- **Supplied material**
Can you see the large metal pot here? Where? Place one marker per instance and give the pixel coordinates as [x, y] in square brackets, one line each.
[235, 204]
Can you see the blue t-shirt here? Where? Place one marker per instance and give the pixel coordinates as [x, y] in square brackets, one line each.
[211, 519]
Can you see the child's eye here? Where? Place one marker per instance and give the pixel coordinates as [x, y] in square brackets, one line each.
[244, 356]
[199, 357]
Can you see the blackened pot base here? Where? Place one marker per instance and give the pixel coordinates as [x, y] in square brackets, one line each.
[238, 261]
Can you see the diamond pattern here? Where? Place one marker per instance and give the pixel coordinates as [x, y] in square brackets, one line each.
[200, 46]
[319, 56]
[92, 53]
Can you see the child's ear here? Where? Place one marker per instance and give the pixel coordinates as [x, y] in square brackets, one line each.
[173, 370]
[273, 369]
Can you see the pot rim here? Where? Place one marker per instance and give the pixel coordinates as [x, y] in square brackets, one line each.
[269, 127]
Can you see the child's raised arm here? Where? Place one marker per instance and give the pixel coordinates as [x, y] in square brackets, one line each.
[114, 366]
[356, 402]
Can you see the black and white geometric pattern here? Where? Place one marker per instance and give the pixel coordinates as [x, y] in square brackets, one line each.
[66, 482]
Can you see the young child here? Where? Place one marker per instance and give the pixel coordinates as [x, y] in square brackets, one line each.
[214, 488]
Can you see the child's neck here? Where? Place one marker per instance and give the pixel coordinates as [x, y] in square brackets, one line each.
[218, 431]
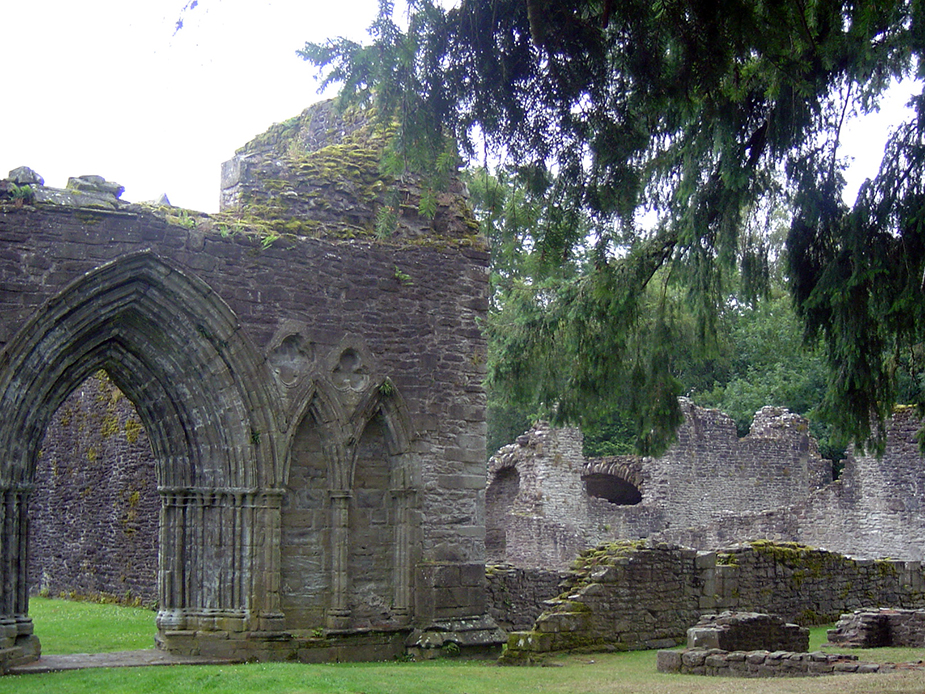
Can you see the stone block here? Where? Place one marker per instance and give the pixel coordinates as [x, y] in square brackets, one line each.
* * *
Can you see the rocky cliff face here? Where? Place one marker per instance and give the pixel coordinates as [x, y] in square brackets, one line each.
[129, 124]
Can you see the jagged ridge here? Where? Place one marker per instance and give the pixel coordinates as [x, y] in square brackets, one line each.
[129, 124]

- **Requirement**
Among the lines above, the one with "Can you see the child's ear" opens the part to repeat and the one with "Can you see the stone" closes it; repeat only that part exactly, with no pictures.

- **Answer to the exercise**
Can you see the child's ear here? Where? Place one marker per instance and give the pixel coordinates as [x, y] in square brackets, one line each.
[173, 370]
[273, 369]
Can you see the pot rim here? Where? Place one marker per instance and give the pixel coordinates as [x, y] in square brackets, one line each.
[269, 127]
Can you see the child's raised arm here? Where? Place one marker per instance and give the pixel coordinates as [x, y] in square brackets, one line each.
[114, 366]
[356, 402]
Can you see the black and white geometric pattern here? Where? Place one marker per instance and give the pixel coordinates as [x, y] in square brackets, one line each.
[66, 482]
Can you see the young child here? Where? Place one marker per instance and give the pixel coordinates as [x, y] in square brackets, one line each.
[214, 488]
Can you see the child's neck here? Where? Place one marker per instance and give the pixel coordinates as [x, y] in square brackets, one line each.
[218, 431]
Can you see the stone block here? Where? Place one marker per instance and give the pixel coordinates as [x, y] in square brackets, one line each.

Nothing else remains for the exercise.